- Assignment
Copy out, exactly and with nothing else, the stretch of lines that starts at the line containing "If you don't mind, I'd like you to find the forested" and finishes at the end of the data.

(Collection entries)
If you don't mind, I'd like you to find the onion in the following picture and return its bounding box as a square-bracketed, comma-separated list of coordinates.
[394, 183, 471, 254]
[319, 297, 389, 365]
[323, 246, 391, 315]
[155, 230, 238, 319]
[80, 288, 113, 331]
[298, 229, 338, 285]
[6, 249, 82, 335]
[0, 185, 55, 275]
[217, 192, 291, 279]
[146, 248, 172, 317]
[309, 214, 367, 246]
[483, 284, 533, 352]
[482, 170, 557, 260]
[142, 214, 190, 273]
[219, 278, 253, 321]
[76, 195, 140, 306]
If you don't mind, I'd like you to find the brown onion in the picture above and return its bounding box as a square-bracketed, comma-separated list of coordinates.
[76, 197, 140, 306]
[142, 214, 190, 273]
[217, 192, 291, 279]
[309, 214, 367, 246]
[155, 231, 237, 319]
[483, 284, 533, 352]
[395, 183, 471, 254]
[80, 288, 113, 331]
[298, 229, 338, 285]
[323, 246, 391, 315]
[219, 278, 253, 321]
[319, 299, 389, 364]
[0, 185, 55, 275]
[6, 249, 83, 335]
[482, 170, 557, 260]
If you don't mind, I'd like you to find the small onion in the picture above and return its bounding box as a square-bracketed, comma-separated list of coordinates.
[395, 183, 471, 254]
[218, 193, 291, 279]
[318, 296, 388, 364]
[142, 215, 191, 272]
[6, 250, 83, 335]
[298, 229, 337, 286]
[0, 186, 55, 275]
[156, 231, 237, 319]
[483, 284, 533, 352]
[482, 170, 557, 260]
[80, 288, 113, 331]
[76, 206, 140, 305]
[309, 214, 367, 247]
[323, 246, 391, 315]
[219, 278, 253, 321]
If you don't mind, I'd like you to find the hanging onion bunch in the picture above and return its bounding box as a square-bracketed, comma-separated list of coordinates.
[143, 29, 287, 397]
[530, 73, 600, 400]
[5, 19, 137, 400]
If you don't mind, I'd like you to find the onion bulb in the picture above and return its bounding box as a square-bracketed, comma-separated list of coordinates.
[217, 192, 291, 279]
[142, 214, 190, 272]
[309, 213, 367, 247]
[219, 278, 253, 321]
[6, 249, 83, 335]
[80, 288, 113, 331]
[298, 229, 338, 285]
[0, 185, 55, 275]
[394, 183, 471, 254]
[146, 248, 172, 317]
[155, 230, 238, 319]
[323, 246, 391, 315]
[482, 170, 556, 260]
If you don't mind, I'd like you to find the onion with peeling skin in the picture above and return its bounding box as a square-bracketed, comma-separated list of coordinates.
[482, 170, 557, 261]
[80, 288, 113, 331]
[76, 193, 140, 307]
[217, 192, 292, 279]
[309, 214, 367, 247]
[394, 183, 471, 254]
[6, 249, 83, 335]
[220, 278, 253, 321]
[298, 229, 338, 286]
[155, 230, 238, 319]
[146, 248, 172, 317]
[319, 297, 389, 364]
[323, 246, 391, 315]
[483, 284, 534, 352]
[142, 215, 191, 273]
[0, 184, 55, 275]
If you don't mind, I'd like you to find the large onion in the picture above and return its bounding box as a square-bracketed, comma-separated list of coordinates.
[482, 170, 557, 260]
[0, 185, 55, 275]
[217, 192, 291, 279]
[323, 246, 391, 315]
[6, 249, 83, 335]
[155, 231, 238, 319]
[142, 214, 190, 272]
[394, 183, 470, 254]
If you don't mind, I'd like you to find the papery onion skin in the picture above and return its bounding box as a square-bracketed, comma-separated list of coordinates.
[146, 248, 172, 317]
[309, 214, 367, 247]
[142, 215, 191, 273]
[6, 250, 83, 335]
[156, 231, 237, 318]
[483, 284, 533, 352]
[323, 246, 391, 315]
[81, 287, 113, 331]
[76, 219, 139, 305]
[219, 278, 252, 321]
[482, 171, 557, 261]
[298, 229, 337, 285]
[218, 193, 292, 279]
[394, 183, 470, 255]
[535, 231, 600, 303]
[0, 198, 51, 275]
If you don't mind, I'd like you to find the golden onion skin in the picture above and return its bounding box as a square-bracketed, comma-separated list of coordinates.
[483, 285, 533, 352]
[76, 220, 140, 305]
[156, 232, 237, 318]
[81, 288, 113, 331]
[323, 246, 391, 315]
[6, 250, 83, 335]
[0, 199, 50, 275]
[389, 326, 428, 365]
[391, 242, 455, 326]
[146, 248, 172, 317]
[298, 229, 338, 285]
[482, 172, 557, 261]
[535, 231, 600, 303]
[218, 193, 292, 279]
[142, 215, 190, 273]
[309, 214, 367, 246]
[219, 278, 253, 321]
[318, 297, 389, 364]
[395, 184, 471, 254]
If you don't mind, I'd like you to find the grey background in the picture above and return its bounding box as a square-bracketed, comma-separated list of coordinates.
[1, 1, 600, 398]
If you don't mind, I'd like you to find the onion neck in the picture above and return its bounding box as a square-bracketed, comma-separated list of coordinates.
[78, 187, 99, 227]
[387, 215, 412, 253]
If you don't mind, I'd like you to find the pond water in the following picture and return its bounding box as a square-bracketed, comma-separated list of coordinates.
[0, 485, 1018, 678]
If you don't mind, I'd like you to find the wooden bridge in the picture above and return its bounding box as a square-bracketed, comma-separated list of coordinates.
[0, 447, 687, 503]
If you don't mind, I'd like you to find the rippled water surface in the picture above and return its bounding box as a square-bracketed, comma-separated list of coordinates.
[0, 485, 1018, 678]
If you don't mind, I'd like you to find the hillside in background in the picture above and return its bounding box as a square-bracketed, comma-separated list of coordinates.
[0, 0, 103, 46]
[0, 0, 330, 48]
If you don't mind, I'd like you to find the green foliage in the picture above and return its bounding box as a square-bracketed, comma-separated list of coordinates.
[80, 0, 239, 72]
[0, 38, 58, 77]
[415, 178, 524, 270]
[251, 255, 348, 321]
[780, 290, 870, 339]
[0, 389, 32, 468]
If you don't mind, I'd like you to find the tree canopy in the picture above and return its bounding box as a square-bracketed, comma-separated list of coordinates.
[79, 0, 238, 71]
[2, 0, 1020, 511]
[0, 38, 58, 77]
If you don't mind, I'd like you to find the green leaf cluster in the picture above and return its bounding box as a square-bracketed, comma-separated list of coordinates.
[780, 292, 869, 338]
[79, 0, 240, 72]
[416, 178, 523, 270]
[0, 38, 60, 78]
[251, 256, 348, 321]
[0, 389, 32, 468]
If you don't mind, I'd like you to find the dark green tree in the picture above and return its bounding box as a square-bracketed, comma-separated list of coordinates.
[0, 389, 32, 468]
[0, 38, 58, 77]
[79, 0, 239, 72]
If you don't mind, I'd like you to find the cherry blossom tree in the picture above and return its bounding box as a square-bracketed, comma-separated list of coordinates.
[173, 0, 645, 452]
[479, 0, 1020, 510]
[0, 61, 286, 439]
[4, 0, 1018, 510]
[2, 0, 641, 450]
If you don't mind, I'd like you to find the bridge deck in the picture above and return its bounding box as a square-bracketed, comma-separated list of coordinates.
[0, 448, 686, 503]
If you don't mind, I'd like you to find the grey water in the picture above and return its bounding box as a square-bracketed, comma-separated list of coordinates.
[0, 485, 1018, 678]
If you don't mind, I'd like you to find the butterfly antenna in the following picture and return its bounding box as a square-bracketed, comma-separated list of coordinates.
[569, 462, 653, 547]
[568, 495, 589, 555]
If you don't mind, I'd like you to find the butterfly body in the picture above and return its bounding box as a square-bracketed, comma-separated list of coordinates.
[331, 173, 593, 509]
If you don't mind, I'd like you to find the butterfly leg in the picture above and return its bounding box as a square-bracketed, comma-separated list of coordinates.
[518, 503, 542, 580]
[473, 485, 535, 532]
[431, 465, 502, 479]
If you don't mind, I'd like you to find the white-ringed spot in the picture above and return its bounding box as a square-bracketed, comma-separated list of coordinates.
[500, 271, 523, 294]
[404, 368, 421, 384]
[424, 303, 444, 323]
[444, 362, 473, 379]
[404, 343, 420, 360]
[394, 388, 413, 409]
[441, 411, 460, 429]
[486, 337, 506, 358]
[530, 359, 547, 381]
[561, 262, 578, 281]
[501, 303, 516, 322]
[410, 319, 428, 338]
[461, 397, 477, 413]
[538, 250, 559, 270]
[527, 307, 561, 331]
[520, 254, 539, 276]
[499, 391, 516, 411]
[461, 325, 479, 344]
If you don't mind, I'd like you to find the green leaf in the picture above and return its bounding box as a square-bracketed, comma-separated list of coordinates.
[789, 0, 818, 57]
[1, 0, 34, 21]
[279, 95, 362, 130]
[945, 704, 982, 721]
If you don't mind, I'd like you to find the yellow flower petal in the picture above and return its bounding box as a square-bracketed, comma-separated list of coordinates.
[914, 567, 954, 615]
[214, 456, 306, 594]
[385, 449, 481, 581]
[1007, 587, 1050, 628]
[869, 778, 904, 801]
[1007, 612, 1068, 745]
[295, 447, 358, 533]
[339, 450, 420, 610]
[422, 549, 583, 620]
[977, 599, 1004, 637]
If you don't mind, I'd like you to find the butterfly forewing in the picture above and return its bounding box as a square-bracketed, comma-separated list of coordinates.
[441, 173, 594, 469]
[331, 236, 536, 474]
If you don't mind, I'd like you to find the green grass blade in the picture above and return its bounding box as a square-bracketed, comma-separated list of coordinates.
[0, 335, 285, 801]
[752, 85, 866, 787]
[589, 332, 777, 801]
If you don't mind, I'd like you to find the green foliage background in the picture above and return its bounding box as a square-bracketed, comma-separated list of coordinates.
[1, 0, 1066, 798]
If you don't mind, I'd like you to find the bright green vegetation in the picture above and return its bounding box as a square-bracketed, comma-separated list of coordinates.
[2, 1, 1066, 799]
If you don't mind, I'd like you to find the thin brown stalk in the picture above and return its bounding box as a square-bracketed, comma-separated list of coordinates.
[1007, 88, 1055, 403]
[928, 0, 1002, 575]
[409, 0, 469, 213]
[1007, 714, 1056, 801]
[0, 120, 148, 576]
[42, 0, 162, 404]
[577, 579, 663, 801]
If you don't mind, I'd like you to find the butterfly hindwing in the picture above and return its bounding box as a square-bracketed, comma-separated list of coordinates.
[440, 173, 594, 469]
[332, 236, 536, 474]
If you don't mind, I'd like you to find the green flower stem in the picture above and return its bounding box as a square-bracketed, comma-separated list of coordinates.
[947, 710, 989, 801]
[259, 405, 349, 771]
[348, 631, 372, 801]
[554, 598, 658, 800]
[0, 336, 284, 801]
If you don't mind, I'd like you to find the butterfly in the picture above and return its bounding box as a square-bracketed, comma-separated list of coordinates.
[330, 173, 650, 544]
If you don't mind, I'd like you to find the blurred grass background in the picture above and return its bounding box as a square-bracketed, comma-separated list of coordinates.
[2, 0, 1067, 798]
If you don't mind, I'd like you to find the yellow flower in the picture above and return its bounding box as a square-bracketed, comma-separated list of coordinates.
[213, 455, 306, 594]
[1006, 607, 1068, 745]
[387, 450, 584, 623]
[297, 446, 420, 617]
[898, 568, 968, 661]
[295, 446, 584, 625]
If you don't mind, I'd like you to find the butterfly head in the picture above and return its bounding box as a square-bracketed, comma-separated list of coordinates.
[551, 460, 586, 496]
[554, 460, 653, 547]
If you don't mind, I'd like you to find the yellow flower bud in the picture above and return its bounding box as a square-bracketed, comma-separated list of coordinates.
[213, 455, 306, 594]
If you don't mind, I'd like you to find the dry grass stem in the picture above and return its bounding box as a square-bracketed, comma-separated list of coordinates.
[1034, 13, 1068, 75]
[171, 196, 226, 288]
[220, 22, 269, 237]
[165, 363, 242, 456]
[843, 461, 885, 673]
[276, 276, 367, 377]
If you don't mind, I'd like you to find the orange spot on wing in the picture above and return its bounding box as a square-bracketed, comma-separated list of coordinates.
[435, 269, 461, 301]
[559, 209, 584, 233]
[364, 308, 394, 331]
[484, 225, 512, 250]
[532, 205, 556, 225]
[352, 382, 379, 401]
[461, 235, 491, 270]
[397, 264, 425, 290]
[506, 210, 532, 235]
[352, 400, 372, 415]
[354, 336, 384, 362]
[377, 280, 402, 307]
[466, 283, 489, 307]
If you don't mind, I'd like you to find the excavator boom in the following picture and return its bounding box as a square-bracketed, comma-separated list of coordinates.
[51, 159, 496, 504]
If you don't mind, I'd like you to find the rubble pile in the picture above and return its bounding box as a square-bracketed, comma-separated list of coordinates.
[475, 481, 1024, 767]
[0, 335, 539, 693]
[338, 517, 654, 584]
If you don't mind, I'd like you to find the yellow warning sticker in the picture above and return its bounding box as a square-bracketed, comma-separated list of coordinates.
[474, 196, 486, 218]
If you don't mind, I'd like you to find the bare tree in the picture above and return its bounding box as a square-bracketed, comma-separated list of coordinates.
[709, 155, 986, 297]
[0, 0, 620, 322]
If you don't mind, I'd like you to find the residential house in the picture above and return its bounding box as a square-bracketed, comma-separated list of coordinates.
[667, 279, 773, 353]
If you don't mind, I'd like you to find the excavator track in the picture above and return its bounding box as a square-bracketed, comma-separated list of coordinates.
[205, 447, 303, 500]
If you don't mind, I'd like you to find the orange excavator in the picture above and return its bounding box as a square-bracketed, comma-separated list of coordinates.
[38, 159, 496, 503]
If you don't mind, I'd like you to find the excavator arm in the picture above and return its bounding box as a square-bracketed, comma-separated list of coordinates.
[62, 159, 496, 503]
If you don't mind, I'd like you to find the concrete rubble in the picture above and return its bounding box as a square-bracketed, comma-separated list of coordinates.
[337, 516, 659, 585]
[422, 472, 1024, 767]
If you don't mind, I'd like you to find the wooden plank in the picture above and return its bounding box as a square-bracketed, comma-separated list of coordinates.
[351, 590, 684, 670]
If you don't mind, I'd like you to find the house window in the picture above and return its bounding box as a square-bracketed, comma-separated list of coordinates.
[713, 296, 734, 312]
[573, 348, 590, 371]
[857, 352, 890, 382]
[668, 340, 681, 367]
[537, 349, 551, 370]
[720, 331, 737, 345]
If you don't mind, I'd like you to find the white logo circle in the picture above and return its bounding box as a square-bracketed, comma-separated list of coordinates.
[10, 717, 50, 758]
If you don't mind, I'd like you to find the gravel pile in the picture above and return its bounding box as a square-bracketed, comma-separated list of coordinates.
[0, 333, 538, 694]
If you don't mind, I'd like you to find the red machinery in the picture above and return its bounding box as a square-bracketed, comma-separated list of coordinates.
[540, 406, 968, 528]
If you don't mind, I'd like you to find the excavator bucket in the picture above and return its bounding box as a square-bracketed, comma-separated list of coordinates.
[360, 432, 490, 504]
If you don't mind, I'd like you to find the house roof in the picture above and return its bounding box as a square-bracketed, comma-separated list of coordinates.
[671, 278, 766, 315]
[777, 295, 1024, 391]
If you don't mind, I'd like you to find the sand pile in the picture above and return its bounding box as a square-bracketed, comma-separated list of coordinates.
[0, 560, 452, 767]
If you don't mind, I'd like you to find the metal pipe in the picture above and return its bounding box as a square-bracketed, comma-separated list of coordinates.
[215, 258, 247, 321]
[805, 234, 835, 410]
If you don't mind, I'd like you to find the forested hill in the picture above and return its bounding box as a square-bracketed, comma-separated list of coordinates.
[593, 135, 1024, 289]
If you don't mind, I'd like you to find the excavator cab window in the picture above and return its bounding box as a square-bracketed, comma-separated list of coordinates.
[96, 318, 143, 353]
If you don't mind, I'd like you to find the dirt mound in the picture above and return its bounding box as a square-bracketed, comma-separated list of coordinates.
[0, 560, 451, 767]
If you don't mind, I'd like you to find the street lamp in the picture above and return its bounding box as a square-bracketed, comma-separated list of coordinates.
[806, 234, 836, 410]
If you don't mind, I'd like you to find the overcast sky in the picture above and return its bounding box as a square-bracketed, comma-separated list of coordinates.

- Solution below
If you don't mind, I'd like you to find the forested hill in the picture above and return its bounding box as a square-bracketed, comma-separated list of coordinates.
[593, 135, 1024, 289]
If you don't mind, I'd like you to find the excavator cab window in the picture above and return its bounding box as a square-bracketed, comma-separated list of coordinates.
[96, 318, 143, 353]
If you don't mind, I'd like you to find the dirt mound in the picture above and return its bounding box as a square-bracketed, comma-separated list of coordinates.
[0, 560, 451, 767]
If you don't mind, I'd like you to find the street lamp in the picture above and return its bounding box as a square-bracketed, comma-separated list of coordinates.
[806, 234, 836, 410]
If you don't mind, I'd like you to find the overcast sky in the picture above and return its bounding box as a square-bracketed, comma-separated list of coordinates.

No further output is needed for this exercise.